_Document excerpt_.
%%
Test it by sending a message:

1 service = AgentService()
2 response = await service.process_message(
3     user_id="user-123",
4     message="What's the status of my order?",
5     user_context={"plan": "premium"}
6 )
7 print(response.response)

Now go back to the LaunchDarkly UI. Add a new node or change an edge. Run your code again. Topology changes are picked up by your traversal code on subsequent SDK evaluations.

Step 6: Monitor agent performance

This is the key differentiator: monitoring happens on the graph itself, not in a separate view. You see metrics overlaid on the same visual topology you built, so bottlenecks are immediately obvious.

The sample repo includes full instrumentation: calls to tracker.track_success(), tracker.track_error(), and tracker.track_tool_call() in the agent execution path. After running some traffic, open your agent graph to view the results.

Navigate to AI > Agent graphs > chatbot-flow. A metrics bar at the top of the graph view lets you toggle different metrics on and off.

Metrics on the graph

Here’s what makes this different from traditional APM: the metrics appear directly on your workflow visualization. No mental mapping between a separate view and your code. No correlating trace IDs. The slow node lights up on the graph.

Turn on Latency to see duration data overlaid directly on your graph:

Total duration: The combined time for the entire graph invocation
Per-node duration: How long each individual agent takes

Turn on Invocations to see how often each node is reached. This reveals which paths your users take most frequently. In a routing graph, you’ll quickly see whether most queries go through security or skip directly to support.

Turn on Tool calls to view the average number of tool invocations per node. If an agent is calling tools excessively, you’ll spot it here.
%%
(Dataset entries)
%%
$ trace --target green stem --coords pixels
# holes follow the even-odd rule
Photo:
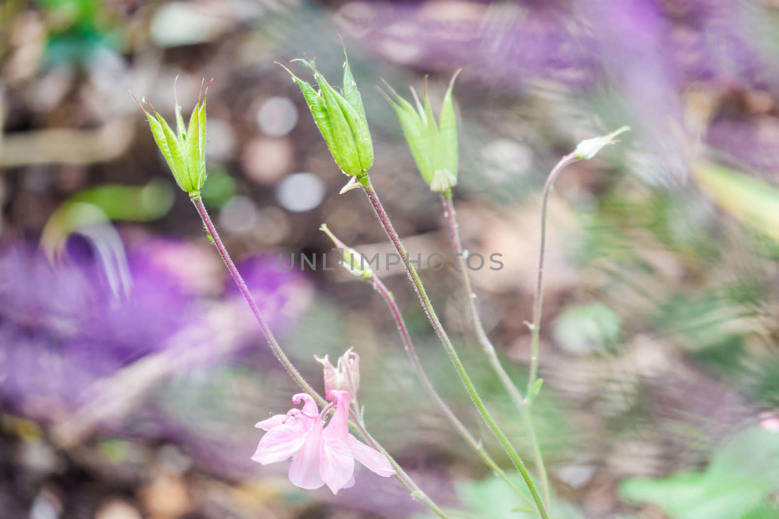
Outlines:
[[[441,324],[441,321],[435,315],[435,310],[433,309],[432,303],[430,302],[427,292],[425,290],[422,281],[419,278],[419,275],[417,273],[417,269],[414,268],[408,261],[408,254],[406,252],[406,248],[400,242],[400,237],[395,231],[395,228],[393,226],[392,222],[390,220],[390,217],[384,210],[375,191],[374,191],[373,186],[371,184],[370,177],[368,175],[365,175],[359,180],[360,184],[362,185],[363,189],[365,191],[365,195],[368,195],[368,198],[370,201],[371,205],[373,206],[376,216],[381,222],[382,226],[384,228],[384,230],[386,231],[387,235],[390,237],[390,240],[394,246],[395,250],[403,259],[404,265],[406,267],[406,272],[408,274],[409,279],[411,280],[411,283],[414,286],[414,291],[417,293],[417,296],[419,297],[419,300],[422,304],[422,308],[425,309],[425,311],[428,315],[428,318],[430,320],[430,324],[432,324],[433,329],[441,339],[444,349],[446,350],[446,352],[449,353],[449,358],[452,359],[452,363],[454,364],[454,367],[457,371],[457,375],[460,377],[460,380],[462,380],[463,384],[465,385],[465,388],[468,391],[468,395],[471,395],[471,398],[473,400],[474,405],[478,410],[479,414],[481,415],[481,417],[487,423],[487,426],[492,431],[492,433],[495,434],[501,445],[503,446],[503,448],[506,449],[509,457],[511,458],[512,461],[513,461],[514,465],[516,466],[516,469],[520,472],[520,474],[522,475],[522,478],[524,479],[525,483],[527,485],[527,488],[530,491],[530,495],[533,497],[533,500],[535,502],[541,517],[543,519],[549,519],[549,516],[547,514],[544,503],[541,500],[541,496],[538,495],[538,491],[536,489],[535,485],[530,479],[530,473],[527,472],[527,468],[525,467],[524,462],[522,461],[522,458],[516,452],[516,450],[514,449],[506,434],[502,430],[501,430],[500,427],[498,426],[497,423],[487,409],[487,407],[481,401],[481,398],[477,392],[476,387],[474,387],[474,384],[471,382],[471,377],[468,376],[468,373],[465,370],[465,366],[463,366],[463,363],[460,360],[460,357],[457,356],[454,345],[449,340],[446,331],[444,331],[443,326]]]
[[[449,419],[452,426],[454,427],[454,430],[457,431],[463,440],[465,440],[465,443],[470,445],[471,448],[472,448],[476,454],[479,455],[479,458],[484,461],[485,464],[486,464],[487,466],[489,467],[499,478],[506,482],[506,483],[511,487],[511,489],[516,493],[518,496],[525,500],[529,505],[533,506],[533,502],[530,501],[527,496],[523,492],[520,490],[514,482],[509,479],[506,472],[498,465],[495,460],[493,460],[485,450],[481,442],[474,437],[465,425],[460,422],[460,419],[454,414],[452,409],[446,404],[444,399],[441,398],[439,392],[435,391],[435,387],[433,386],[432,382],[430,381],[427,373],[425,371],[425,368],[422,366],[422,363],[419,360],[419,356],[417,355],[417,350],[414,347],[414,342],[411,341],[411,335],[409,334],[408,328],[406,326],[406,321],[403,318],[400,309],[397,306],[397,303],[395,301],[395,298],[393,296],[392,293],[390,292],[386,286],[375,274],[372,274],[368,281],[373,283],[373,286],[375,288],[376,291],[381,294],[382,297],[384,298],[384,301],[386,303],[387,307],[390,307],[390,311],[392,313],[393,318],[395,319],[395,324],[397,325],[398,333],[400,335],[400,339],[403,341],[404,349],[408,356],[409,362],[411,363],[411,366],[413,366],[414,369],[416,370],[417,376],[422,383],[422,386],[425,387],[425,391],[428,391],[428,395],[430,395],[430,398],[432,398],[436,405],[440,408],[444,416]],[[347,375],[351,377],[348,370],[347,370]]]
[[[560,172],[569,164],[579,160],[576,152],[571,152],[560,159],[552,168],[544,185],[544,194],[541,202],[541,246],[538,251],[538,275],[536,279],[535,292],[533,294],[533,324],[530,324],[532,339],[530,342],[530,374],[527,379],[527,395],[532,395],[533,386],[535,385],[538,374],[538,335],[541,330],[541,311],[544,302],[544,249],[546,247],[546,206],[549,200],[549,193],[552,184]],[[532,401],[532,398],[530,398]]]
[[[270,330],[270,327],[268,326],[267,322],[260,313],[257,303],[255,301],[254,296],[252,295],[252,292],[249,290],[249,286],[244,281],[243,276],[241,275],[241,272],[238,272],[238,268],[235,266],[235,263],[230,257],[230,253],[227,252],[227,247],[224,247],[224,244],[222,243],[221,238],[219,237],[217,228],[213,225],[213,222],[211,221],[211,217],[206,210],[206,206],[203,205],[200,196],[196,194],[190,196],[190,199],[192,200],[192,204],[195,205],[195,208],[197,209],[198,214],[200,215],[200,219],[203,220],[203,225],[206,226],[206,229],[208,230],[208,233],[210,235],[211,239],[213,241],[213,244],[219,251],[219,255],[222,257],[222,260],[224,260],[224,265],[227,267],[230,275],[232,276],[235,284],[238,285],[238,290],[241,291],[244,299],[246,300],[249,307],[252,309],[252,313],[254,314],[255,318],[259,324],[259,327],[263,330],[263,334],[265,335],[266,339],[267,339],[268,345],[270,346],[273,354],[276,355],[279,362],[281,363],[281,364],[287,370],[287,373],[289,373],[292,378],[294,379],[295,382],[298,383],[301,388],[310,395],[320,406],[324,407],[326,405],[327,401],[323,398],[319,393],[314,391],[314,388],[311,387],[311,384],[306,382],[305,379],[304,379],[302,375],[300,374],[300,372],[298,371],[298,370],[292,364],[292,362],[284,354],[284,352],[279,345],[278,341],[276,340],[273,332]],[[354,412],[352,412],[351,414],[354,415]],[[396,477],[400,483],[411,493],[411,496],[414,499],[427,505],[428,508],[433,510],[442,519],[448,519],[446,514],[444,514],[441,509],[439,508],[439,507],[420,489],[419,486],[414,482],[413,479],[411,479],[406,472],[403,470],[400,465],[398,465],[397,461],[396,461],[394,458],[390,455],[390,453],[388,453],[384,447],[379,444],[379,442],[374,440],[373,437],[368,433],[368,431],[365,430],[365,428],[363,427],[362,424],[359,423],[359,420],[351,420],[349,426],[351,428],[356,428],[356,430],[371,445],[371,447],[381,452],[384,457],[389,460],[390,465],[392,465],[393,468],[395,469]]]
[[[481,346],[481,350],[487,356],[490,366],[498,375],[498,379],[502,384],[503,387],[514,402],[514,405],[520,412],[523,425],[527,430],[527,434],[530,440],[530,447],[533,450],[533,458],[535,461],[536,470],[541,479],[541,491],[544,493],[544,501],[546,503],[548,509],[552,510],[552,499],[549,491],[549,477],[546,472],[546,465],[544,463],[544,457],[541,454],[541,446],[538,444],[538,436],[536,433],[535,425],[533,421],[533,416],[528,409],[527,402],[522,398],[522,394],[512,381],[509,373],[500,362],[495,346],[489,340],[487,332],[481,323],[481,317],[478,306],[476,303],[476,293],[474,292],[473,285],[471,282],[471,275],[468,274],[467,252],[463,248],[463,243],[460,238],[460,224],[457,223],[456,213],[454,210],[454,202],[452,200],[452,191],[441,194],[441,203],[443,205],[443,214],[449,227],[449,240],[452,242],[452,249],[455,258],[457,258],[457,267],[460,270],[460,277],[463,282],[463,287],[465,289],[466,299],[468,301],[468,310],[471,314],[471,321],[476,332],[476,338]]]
%%
%%
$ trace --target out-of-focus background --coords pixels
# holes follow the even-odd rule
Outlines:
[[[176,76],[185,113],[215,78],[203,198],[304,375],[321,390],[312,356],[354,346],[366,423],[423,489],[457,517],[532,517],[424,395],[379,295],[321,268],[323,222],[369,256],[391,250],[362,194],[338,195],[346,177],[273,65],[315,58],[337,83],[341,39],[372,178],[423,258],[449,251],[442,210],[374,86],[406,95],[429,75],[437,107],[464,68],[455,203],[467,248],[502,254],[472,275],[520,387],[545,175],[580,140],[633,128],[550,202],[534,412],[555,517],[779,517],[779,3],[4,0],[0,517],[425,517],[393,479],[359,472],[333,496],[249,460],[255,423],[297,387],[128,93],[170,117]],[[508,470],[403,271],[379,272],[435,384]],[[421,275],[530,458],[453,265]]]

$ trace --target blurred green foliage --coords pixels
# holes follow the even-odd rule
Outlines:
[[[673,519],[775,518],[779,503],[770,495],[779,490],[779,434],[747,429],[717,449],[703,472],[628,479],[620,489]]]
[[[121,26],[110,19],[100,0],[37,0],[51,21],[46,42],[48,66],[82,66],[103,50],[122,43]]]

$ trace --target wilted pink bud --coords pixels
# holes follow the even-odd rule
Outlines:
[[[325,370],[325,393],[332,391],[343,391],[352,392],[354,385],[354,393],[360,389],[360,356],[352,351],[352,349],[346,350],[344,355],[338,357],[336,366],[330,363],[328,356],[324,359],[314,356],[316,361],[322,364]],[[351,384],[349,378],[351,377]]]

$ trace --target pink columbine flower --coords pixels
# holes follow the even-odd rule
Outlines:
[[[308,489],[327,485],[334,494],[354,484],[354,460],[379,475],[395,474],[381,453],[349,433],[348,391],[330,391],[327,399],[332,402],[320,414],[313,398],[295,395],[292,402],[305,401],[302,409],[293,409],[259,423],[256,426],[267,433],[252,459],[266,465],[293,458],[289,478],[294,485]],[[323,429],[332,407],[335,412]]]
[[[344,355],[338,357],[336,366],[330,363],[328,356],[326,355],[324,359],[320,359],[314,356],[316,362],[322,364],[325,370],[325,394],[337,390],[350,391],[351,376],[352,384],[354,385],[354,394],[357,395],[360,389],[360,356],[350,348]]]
%%
_Task objective_.
Write the next part of the LaunchDarkly agent graph tutorial, picking up right after its final sentence about spotting excessive tool calls.

_Answer section_.
Monitoring page

Click Monitoring to see all metrics over time. This view shows:

Latency trends: Duration per node over hours, days, or weeks
Invocation patterns: Traffic flow through your graph
Tool call breakdown: Which specific tools are being called and how often

Monitoring view — Node-level metrics broken down by agent, showing invocations, tool calls, and latency over time

Instrument tool tracking

To see which specific tools are called, you need to track them in your code using the tracker. The SDK sends this data to LaunchDarkly, which displays it in the monitoring view.

Generate traffic to see metrics

Run the traffic generator from the sample repo to send queries through your graph:

$ uv run python tools/traffic_generator.py --queries 20 --delay 2

This sends a mix of queries (some with PII, some without) to exercise both the security and support paths. After a few minutes, you’ll see metrics populate on the graph.

Detecting a slow agent

With traffic flowing, suppose the security-agent starts averaging 5 seconds per call. With latency metrics enabled on the graph, you see it immediately: the security-agent node shows a high duration value while other nodes stay fast.

The invocation numbers also tell a story. If security-agent shows 50 invocations and support-agent shows 80, you know ~30 queries are bypassing security (the clean path). This helps you understand whether the slow agent is affecting most users or just a subset.

Without agent graphs, you’d need custom logging, Datadog queries, and manual correlation. With agent graphs, you spot the problem in 30 seconds.

Step 7: Fix without deploying

The security-agent is slow because it’s using claude-sonnet-4-6 for PII detection. A smaller, faster model may be sufficient for this task.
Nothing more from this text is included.